Stored data
════════════════════

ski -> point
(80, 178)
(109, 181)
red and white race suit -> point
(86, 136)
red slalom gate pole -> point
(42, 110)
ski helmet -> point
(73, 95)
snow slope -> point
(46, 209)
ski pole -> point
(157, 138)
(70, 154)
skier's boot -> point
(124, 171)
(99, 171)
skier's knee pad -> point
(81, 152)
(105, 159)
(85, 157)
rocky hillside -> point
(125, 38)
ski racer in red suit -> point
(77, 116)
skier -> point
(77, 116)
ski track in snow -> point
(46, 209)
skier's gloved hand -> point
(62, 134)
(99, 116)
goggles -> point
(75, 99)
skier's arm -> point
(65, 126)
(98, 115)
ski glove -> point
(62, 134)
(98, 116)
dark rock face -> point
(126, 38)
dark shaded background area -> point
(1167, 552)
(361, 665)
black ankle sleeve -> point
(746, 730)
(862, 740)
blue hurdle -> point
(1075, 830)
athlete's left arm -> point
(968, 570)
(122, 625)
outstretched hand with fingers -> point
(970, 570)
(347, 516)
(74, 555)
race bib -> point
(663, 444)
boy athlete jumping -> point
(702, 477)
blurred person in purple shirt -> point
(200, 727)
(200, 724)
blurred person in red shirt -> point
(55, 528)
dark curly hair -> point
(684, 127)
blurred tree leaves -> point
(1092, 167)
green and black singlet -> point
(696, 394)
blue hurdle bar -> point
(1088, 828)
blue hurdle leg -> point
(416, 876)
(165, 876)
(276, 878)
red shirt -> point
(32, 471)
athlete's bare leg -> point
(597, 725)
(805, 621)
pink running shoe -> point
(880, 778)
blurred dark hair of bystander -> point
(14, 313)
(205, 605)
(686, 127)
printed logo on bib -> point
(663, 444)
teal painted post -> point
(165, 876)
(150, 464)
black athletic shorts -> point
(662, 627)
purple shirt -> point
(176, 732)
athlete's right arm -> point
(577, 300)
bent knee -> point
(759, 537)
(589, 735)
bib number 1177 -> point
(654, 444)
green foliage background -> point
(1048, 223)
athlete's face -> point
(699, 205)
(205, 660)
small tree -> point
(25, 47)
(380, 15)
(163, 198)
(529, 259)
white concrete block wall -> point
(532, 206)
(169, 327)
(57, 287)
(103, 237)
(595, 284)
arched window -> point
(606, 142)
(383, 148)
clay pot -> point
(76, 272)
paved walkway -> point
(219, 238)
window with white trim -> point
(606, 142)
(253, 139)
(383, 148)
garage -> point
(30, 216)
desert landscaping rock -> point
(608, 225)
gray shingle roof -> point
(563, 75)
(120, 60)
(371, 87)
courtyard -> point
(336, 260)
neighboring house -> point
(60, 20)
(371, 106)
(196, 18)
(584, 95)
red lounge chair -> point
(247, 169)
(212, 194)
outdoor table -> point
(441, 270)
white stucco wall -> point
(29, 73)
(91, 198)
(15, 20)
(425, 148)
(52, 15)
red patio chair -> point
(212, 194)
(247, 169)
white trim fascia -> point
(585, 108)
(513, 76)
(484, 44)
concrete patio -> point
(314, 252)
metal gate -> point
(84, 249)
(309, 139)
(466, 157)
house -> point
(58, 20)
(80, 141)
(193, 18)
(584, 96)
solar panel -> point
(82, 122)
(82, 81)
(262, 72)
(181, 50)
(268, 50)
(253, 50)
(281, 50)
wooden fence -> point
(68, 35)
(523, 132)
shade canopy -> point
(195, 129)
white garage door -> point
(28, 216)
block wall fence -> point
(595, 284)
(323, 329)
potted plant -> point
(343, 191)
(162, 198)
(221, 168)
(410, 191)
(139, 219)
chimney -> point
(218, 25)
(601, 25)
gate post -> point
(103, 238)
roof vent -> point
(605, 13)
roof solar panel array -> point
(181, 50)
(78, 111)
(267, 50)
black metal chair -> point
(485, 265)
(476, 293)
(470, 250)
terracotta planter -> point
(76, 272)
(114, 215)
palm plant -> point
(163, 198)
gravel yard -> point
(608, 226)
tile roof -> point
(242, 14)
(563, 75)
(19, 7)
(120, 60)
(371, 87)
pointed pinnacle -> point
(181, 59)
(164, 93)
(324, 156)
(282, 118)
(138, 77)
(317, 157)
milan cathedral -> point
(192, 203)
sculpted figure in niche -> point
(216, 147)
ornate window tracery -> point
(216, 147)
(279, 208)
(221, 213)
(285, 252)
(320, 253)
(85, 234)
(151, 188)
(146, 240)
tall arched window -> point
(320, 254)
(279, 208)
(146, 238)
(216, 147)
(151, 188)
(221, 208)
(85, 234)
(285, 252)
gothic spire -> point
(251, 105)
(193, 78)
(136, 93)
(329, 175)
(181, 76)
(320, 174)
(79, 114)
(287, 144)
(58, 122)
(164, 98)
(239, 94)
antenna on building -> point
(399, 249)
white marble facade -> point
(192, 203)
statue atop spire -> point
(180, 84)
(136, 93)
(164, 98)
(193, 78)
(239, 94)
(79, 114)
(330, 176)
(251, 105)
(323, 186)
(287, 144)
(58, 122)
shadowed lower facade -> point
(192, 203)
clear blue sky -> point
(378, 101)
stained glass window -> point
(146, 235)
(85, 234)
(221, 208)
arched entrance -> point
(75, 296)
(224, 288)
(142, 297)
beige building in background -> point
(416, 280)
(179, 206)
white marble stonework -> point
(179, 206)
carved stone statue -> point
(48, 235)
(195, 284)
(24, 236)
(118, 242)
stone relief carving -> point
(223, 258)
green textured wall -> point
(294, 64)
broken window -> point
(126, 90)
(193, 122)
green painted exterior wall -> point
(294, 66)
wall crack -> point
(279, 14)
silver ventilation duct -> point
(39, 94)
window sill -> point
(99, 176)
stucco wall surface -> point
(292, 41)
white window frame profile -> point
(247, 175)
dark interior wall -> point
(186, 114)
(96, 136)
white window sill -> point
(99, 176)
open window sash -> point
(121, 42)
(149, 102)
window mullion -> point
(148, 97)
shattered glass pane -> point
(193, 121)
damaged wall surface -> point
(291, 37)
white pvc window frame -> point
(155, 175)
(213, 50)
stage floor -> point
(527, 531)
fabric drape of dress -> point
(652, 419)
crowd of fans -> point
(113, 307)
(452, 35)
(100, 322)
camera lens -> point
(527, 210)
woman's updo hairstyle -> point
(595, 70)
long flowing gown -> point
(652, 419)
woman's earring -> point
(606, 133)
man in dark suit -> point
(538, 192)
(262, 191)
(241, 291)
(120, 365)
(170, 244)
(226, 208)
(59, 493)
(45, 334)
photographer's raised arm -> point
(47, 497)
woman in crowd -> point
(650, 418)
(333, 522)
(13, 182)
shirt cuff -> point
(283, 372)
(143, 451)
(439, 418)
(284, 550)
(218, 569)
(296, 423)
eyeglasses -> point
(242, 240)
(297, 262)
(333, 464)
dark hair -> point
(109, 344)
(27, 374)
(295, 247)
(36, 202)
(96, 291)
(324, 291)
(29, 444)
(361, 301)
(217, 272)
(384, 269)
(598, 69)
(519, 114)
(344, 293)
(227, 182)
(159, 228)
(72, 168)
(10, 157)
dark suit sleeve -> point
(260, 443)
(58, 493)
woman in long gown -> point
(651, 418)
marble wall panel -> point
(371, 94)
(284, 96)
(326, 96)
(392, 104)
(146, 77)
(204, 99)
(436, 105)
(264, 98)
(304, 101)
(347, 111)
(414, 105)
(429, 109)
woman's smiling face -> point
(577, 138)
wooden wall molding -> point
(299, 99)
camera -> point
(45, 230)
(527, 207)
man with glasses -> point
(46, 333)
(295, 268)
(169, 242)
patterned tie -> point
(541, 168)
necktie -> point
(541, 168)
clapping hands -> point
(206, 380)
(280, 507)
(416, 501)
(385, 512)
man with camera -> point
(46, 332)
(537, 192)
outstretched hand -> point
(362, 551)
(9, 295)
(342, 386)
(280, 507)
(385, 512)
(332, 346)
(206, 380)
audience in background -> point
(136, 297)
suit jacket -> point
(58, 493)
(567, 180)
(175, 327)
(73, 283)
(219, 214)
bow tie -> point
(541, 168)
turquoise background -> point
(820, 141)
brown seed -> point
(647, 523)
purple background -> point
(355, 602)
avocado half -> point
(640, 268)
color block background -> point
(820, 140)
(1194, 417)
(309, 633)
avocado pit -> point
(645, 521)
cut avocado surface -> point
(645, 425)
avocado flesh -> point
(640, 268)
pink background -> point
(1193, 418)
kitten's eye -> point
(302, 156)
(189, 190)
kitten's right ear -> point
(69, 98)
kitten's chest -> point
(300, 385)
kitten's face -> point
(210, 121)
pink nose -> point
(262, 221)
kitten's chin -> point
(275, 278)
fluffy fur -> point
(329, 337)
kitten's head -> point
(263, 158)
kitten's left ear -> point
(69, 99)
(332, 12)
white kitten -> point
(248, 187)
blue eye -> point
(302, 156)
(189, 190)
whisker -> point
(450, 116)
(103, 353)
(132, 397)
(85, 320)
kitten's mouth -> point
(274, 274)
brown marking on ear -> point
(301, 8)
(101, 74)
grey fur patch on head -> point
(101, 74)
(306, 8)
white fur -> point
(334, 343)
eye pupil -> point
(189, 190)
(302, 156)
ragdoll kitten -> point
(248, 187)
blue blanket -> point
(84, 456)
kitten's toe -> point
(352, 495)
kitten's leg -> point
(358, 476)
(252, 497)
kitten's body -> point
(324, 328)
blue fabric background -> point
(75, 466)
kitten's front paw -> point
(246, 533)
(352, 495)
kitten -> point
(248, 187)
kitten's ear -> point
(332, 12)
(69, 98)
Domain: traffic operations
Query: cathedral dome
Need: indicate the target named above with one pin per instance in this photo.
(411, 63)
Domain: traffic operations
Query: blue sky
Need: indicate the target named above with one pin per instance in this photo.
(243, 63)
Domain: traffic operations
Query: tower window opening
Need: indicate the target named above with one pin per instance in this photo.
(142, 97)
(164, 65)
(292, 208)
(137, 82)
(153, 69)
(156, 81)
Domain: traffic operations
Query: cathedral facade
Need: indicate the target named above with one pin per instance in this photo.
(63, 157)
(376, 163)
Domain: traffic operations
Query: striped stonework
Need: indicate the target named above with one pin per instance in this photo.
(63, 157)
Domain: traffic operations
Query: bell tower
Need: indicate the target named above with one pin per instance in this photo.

════════════════════

- [Brief] From the line that contains "bow tie -> point" to the last line of the material above, repeat every line exactly, keeping both the first and the last.

- [Reply]
bow tie -> point
(541, 168)
turquoise background -> point
(820, 141)
brown seed -> point
(647, 523)
purple background -> point
(355, 602)
avocado half -> point
(640, 268)
color block background -> point
(820, 140)
(1194, 417)
(309, 633)
avocado pit -> point
(645, 521)
cut avocado surface -> point
(645, 425)
avocado flesh -> point
(640, 268)
pink background -> point
(1193, 418)
kitten's eye -> point
(302, 156)
(189, 190)
kitten's right ear -> point
(69, 98)
kitten's chest -> point
(300, 385)
kitten's face -> point
(210, 121)
pink nose -> point
(262, 221)
kitten's chin -> point
(275, 278)
fluffy fur -> point
(329, 337)
kitten's head -> point
(263, 158)
kitten's left ear -> point
(69, 99)
(332, 12)
white kitten -> point
(248, 187)
blue eye -> point
(302, 156)
(189, 190)
whisker -> point
(450, 116)
(103, 353)
(132, 397)
(85, 320)
kitten's mouth -> point
(274, 274)
brown marking on ear -> point
(301, 8)
(101, 74)
grey fur patch on head -> point
(101, 74)
(306, 8)
white fur -> point
(334, 343)
eye pupil -> point
(189, 190)
(302, 156)
ragdoll kitten -> point
(248, 187)
blue blanket -> point
(84, 456)
kitten's toe -> point
(352, 495)
kitten's leg -> point
(358, 476)
(252, 497)
kitten's body -> point
(324, 328)
blue fabric background -> point
(75, 466)
kitten's front paw -> point
(246, 533)
(352, 495)
kitten -> point
(248, 187)
kitten's ear -> point
(332, 12)
(69, 98)
Domain: traffic operations
Query: cathedral dome
Need: indicate the target named above with one pin per instance in this photo.
(411, 63)
Domain: traffic operations
Query: blue sky
Need: indicate the target named above with one pin per instance in this photo.
(243, 63)
Domain: traffic operations
Query: tower window opening
Need: indicate the target named above with one pin per instance in this photo.
(142, 97)
(164, 65)
(292, 208)
(137, 82)
(153, 69)
(156, 81)
Domain: traffic operations
Query: cathedral facade
Need: indicate the target named above with one pin per instance in this photo.
(63, 157)
(376, 163)
Domain: traffic operations
Query: striped stonework
Need: indicate the target named above with one pin per instance in this photo.
(63, 157)
Domain: traffic operations
Query: bell tower
Need: indicate the target named above with one pin per instance in this photo.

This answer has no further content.